■ **Instructions to follow**
Each line from the one that contains "indicate the scaly skin, one dot per instance" to the end of the material must be set down exactly, and no line before it.

■ **Provided material**
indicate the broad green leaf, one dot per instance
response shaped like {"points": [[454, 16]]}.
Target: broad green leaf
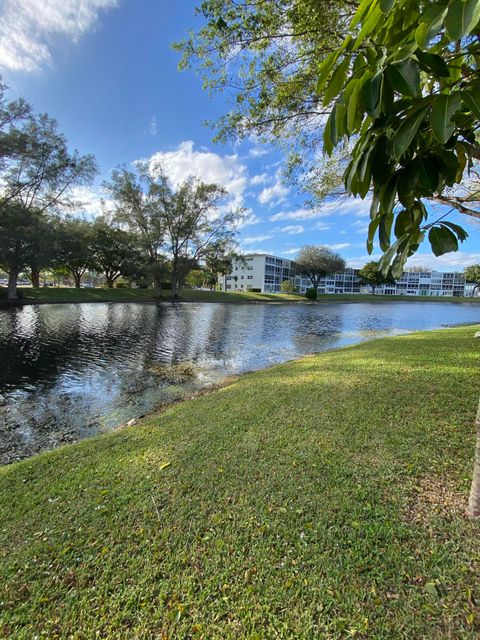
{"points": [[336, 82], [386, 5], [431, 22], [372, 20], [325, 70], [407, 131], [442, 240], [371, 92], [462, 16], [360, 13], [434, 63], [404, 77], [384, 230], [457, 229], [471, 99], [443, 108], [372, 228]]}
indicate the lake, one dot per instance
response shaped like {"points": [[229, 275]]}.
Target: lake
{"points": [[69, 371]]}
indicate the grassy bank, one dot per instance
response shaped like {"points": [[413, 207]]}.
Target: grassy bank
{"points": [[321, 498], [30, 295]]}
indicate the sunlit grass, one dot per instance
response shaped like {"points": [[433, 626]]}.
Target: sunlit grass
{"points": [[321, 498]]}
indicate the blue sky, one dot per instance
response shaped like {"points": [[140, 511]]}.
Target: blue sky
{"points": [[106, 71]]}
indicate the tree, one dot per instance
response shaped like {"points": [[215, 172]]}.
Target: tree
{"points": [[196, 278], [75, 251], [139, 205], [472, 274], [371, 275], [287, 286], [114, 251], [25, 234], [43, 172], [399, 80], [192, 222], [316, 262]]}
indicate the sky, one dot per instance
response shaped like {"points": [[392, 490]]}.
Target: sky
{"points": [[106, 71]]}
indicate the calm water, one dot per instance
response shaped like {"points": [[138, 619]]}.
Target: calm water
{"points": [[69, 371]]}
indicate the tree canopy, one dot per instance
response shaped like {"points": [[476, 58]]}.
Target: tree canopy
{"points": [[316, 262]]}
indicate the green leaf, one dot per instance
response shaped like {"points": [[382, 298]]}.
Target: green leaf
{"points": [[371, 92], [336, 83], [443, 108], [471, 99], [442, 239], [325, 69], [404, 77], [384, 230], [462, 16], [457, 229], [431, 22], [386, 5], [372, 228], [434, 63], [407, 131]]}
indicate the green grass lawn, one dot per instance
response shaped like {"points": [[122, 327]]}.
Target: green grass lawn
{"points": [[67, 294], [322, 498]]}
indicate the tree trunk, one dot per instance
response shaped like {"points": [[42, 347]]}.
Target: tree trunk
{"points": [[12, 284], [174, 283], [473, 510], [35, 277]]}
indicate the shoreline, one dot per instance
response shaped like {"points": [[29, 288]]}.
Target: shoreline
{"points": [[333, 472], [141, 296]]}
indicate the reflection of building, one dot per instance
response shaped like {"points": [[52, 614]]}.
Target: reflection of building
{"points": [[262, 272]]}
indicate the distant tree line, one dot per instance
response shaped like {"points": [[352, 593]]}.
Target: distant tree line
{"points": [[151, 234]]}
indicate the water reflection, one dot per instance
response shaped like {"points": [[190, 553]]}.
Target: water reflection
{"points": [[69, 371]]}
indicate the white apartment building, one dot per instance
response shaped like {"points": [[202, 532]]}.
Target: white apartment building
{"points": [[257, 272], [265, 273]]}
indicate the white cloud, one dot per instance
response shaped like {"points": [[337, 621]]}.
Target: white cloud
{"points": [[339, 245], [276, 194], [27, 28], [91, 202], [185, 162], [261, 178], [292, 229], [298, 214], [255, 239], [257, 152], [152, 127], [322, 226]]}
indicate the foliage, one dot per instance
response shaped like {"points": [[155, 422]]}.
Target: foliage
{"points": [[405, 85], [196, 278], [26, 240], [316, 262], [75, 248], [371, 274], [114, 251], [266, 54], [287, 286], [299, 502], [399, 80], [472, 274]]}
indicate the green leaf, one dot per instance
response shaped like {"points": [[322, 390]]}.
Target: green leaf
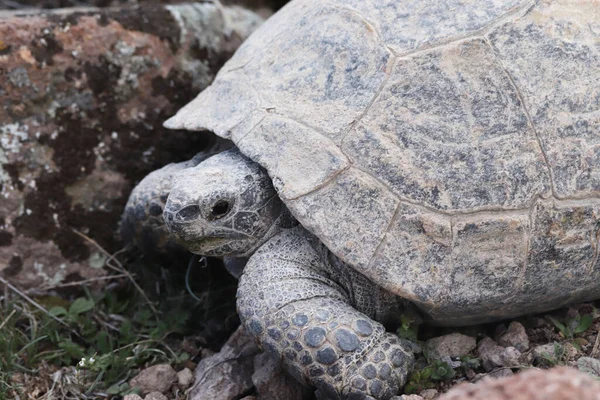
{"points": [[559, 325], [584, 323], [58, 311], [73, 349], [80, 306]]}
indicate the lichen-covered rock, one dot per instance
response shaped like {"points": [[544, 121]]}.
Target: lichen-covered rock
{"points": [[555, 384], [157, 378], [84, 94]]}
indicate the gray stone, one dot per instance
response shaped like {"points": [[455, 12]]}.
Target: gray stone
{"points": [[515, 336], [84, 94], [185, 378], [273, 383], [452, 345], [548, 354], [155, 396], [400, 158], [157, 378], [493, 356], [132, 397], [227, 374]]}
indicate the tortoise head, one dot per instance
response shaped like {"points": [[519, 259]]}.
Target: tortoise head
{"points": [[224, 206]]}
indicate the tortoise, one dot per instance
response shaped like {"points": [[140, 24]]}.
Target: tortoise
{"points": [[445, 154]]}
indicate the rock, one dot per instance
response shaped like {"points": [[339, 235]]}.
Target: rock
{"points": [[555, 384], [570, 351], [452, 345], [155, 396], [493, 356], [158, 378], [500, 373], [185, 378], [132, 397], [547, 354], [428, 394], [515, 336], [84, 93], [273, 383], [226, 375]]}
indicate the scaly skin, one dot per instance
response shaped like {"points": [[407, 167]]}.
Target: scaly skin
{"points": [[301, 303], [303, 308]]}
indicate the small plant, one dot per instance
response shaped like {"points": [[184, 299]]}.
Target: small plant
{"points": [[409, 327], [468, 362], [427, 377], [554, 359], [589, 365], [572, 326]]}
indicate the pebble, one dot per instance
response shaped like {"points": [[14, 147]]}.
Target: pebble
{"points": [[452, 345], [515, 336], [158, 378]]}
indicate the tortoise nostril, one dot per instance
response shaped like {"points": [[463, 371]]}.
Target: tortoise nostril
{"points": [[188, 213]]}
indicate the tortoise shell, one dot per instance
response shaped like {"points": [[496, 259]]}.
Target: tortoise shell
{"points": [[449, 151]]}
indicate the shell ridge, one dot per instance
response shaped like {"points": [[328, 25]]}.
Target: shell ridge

■ **Written response**
indicate the scaly skin, one dot per instance
response shaped like {"points": [[407, 167]]}.
Target: scaly skin
{"points": [[301, 303], [303, 308]]}
indicate the small plant, one dot per instance
response shaped like {"points": [[184, 299]]}.
Target: small plant
{"points": [[409, 327], [468, 362], [427, 377], [554, 359], [589, 365], [572, 326]]}
indicate the pebble, one dot per instance
response shaped like {"points": [[14, 147]]}.
Target: pebble
{"points": [[452, 345], [515, 336], [158, 378]]}
indicate the tortoise nostril, one dot per instance
response shaped like {"points": [[463, 371]]}.
Target: tortoise nostril
{"points": [[188, 213]]}
indicate the tortoise shell, one dot per instance
response shaped like {"points": [[496, 259]]}.
Target: tortoise shell
{"points": [[449, 151]]}
indicate the shell ridge, one dot per instance
response shaped like {"points": [[328, 25]]}.
Target: shell ridge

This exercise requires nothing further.